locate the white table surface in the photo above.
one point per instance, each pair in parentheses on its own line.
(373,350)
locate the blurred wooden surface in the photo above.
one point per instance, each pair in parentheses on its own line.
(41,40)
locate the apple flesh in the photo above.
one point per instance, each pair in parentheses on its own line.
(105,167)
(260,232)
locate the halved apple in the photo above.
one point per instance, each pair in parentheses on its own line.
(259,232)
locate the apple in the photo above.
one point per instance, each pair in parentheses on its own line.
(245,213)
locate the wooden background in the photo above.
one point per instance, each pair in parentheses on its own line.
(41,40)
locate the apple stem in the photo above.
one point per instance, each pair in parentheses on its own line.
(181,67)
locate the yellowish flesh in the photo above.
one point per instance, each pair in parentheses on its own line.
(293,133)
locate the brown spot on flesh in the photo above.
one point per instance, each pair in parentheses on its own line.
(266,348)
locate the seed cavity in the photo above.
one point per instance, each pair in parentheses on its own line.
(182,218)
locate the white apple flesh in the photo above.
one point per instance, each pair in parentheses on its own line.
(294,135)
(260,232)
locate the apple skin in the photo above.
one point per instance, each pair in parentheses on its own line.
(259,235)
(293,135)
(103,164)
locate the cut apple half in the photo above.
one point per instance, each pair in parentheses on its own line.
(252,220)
___
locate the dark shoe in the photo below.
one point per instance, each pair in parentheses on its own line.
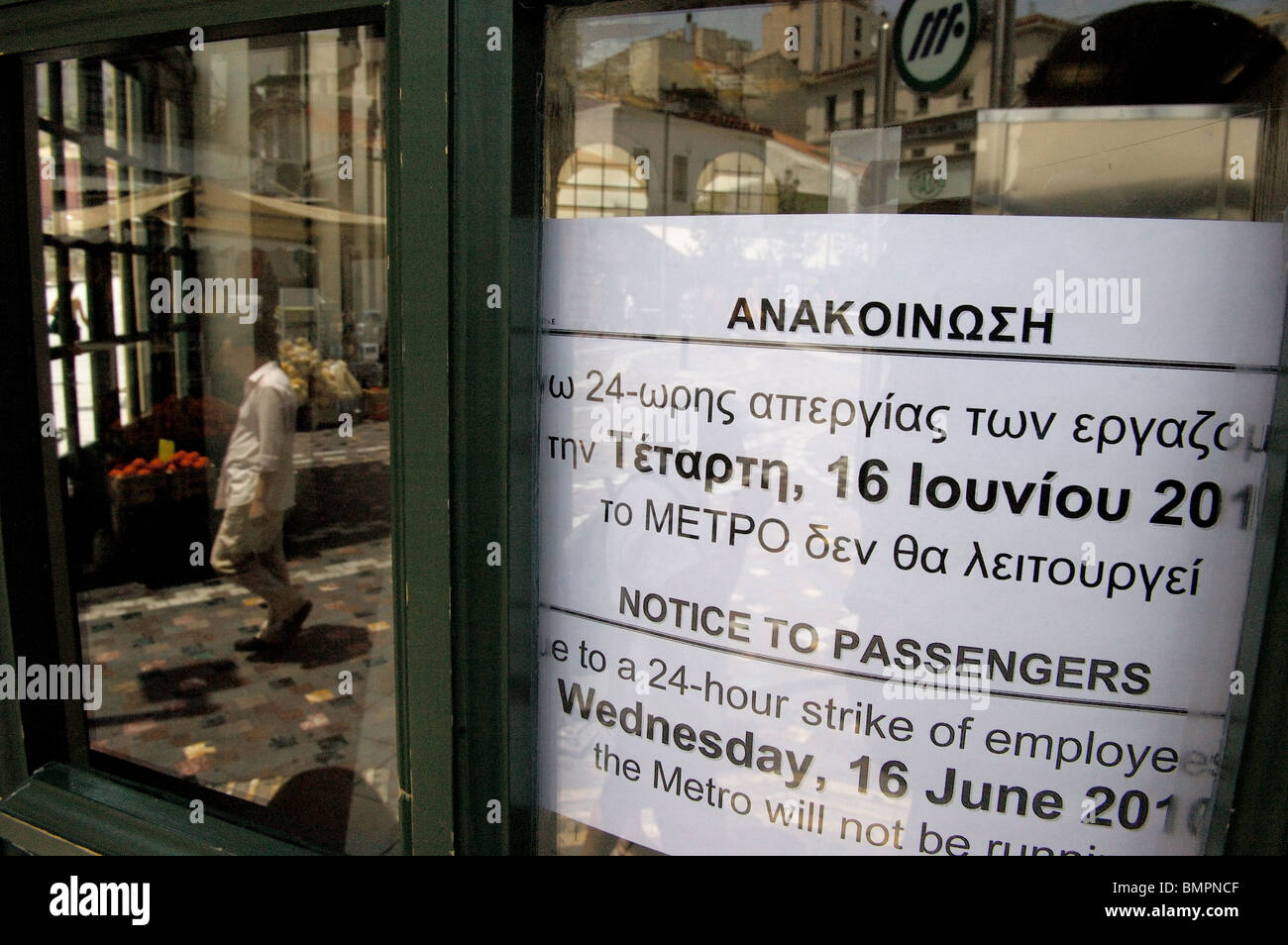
___
What the task asks ▸
Please copy each line of the items above that contains the word "wooden", treating uppercase and lowercase as different.

Written solution ▸
locate the blurred wooden surface in the photo above.
locate the wooden background in the photo above.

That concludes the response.